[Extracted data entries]
========================================================================

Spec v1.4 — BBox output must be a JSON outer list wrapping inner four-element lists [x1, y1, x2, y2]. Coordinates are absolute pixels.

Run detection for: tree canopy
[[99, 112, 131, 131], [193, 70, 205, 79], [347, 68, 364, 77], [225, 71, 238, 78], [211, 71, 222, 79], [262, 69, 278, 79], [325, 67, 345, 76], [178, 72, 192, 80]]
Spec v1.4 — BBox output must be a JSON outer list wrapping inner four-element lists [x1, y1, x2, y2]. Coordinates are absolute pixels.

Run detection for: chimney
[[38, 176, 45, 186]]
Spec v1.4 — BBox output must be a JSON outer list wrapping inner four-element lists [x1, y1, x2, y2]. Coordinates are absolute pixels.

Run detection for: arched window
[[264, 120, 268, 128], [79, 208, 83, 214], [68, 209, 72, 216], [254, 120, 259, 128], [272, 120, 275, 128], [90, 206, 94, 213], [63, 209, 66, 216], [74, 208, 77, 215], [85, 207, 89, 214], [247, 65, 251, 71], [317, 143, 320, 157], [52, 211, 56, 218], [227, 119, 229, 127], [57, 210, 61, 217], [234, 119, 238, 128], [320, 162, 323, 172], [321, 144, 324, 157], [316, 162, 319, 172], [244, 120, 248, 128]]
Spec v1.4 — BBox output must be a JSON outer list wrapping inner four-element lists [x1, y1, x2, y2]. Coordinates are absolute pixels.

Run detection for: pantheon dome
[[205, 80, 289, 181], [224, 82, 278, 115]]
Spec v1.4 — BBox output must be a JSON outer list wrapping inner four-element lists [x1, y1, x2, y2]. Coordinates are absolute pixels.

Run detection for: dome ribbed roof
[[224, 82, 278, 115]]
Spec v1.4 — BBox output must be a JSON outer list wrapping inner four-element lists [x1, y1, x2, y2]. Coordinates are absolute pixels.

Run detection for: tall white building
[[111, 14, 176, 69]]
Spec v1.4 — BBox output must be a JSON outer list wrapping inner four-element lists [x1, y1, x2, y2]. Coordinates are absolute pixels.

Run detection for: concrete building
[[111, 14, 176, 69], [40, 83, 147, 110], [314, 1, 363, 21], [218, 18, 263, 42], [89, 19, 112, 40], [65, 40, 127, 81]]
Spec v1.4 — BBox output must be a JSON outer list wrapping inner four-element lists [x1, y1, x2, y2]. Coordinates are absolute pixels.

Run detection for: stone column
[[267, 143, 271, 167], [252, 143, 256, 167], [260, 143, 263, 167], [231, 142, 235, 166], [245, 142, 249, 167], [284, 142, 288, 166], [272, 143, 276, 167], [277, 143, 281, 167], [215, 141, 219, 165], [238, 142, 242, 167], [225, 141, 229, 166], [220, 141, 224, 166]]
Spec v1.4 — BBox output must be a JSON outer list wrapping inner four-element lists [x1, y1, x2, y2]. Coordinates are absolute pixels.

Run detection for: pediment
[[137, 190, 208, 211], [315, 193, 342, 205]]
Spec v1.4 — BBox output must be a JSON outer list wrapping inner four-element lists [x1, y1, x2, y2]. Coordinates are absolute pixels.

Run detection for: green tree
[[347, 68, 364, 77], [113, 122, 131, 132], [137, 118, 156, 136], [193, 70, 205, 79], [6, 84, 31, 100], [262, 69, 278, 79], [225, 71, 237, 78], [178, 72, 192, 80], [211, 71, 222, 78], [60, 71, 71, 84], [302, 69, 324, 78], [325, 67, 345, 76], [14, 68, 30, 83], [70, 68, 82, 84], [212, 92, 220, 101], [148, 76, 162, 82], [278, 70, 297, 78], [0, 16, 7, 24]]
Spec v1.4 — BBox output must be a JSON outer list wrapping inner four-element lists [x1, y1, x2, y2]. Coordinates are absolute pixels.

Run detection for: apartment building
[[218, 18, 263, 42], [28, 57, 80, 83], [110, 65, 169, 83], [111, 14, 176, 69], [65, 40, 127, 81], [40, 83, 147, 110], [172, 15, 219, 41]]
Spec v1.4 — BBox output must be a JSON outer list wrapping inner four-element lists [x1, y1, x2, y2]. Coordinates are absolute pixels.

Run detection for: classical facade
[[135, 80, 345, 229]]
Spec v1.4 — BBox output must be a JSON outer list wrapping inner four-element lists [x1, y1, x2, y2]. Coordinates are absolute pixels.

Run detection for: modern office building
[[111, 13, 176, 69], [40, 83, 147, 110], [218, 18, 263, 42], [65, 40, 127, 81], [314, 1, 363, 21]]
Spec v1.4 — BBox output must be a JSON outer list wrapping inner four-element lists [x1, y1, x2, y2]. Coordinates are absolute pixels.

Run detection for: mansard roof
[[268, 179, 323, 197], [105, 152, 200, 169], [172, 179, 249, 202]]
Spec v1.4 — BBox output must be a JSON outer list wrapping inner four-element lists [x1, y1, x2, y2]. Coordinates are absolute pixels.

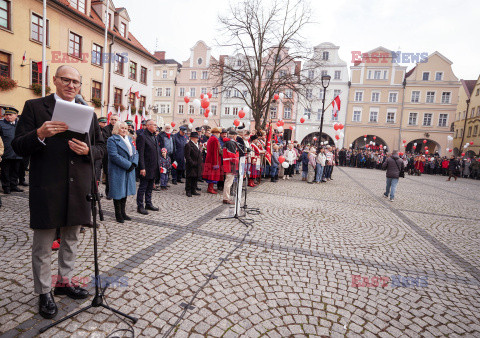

========================================================================

Task to complete. Reprint each of the records exactly and skip the images.

Solution to this exercise.
Spec v1.4 — BBox output must be a JSON outer list wrapping inner four-element lists [x1, y1, x2, y2]. Coordinates are absolute pixels.

Run detection for: tree canopy
[[99, 112, 131, 131], [193, 70, 205, 79], [347, 68, 364, 77], [225, 71, 238, 78], [211, 71, 222, 79], [262, 69, 278, 79], [325, 67, 345, 76], [178, 72, 192, 80]]
Spec v1.4 — BBox output must be a JSON outer list wrapping inner four-element lists [x1, y1, x2, y2]. Coordinates are absolute pixels.

Run detection for: chimney
[[38, 176, 45, 186]]
Spec v1.4 — BBox output must be a JSON outer list wrapping inner four-element lists [x1, y1, x2, y2]. Coordinates are absolute pixels.

Run detection for: arched window
[[264, 120, 268, 128], [79, 208, 83, 214], [68, 209, 72, 216], [254, 120, 259, 128], [272, 120, 275, 128], [90, 206, 94, 213], [63, 209, 66, 216], [74, 208, 77, 215], [85, 207, 89, 214], [247, 65, 251, 71], [317, 143, 320, 157], [52, 211, 56, 218], [227, 119, 229, 127], [57, 210, 61, 217], [234, 119, 238, 128], [320, 162, 323, 172], [321, 144, 324, 157], [316, 162, 319, 172], [244, 120, 248, 128]]
Spec v1.4 — BBox output must be a JSON outer list wrapping inner four-element lists [x1, y1, x2, y2]. Coordinates are absolute pixels.

Run detection for: pantheon dome
[[205, 80, 289, 181], [224, 82, 278, 115]]
Spec v1.4 — BBox output must be a JSON outer list wrapping inner four-element lists [x1, y1, x2, y2]. Coordinates are absolute pixels.

Run detection for: dome ribbed roof
[[224, 82, 278, 115]]
Spec v1.4 — BBox output must be a JSON outer list wrapping inner four-element lists [x1, y1, x2, y2]. Coordinates are absolute pixels.

Run detection for: tall white building
[[111, 14, 176, 69]]
Spec v1.4 — BBox output must be a JSON outer list wrapping inner four-element lists [x1, y1, x2, y2]. Coordinates are absolute pixels.

Run detection for: concrete building
[[111, 14, 176, 69], [40, 83, 147, 110], [314, 1, 363, 21], [218, 18, 263, 42], [89, 19, 112, 40], [65, 40, 127, 81]]
Spec v1.4 — BBox output must be a JSON outer list wrapping inner four-element lists [x1, y1, x2, y2]. Coordinates are absolute pixels.

Run detection for: stone column
[[267, 143, 271, 167], [252, 143, 256, 167], [260, 143, 263, 167], [231, 142, 235, 166], [245, 142, 249, 167], [284, 142, 288, 166], [272, 143, 276, 167], [277, 143, 281, 167], [215, 141, 219, 165], [238, 142, 242, 167], [225, 141, 229, 166], [220, 141, 224, 166]]
Spec v1.4 — BBox output must be a JSON outer list wrapping inner four-element lists [x1, y1, x2, y2]. Coordinates are absolute pixels.

Run detection for: pediment
[[137, 190, 208, 211], [315, 193, 342, 205]]
Spec v1.4 — BBox output must be a JSON outer list wrapping inner four-element lists [x1, y1, x2, y2]. Coordinates are absolute pixels.

Run detection for: green tree
[[347, 68, 364, 77], [113, 122, 131, 132], [137, 118, 156, 136], [193, 70, 205, 79], [6, 84, 31, 100], [262, 69, 278, 79], [225, 71, 237, 78], [178, 72, 192, 80], [211, 71, 222, 78], [60, 71, 71, 84], [302, 69, 324, 78], [325, 67, 345, 76], [14, 68, 30, 83], [70, 68, 82, 84], [212, 92, 220, 101], [148, 76, 162, 82], [278, 70, 297, 78], [0, 16, 7, 24]]
Spec v1.4 — BBox output must be a JSON outer list wrapping inner four-element lists [x1, y1, x2, y2]. Coordinates are absolute pixels.

Run detection for: apartment building
[[218, 18, 263, 42], [28, 57, 80, 83], [110, 65, 169, 83], [111, 14, 176, 69], [65, 40, 127, 81], [40, 83, 147, 110], [172, 15, 219, 41]]
Spec v1.4 — BBox output must be a JSON outer list wrapping inner four-element lists [x1, y1, x2, y2]. Coordinates are absolute pixels.

Run detection for: classical facade
[[135, 80, 345, 229]]
Spec v1.4 — BBox output must be a JSON outer list wrapping inner four-element lists [x1, y1, x2, y2]. Coordinates are absolute pixels.

Run detection for: modern office building
[[111, 13, 176, 69], [40, 83, 147, 110], [218, 18, 263, 42], [65, 40, 127, 81], [314, 1, 363, 21]]
Spec v1.4 — BBox output must be a JSON outer list wrapping inner four-element lists [x1, y1, x2, y2]. Coordinates are absolute pixels.

Run detection for: mansard roof
[[268, 179, 323, 197], [105, 152, 200, 169], [172, 179, 249, 202]]
Spec v1.4 — BBox output must be a JSON outer list wrapping inner four-element lists [x1, y1, x2, y2]. Coordinates are absolute pixels.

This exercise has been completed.